→ **DATA TO EXAMINE**
------------------------
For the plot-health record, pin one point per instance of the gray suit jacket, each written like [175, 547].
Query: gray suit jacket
------------------------
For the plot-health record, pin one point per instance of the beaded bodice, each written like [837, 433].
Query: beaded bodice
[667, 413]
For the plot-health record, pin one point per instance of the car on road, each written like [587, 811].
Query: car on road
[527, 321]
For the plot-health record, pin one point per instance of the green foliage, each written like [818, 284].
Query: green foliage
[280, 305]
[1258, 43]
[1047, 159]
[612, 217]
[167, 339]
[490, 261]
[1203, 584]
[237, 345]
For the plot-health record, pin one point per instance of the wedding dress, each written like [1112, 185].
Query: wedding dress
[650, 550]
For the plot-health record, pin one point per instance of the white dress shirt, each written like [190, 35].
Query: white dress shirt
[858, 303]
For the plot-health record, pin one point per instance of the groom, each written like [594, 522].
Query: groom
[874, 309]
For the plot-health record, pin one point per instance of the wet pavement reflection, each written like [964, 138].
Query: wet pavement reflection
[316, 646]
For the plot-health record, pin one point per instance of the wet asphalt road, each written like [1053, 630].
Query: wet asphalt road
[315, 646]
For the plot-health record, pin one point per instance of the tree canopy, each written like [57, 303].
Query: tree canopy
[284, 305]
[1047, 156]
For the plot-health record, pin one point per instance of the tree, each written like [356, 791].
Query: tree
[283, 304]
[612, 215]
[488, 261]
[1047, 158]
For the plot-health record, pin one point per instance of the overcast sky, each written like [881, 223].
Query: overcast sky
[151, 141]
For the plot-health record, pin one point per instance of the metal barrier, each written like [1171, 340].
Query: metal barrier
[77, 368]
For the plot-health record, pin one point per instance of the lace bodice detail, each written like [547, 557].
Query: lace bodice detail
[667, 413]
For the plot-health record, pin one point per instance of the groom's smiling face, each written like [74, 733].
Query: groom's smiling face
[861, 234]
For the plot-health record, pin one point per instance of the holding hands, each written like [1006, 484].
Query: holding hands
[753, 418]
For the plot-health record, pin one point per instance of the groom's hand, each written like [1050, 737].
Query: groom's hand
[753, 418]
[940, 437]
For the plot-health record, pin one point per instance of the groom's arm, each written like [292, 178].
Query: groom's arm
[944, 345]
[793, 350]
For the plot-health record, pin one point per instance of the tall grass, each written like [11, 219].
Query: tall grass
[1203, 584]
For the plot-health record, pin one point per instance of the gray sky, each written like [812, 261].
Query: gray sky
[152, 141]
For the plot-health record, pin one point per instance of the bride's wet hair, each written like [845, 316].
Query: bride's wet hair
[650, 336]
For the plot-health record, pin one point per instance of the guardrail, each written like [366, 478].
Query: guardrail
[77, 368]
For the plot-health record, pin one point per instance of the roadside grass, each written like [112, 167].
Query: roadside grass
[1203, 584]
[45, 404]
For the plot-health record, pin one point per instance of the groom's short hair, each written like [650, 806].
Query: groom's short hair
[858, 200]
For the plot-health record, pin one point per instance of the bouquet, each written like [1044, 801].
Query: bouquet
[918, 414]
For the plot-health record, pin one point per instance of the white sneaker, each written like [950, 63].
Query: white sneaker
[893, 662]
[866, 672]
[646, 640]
------------------------
→ **WHAT THE EXERCISE ASKS**
Out of the records, collect only those lines that contain the string "suit".

→ **OUTPUT BELOW**
For the plot-health record, pin one point per instance of the gray suit jacket, each written like [175, 547].
Query: gray suit jacket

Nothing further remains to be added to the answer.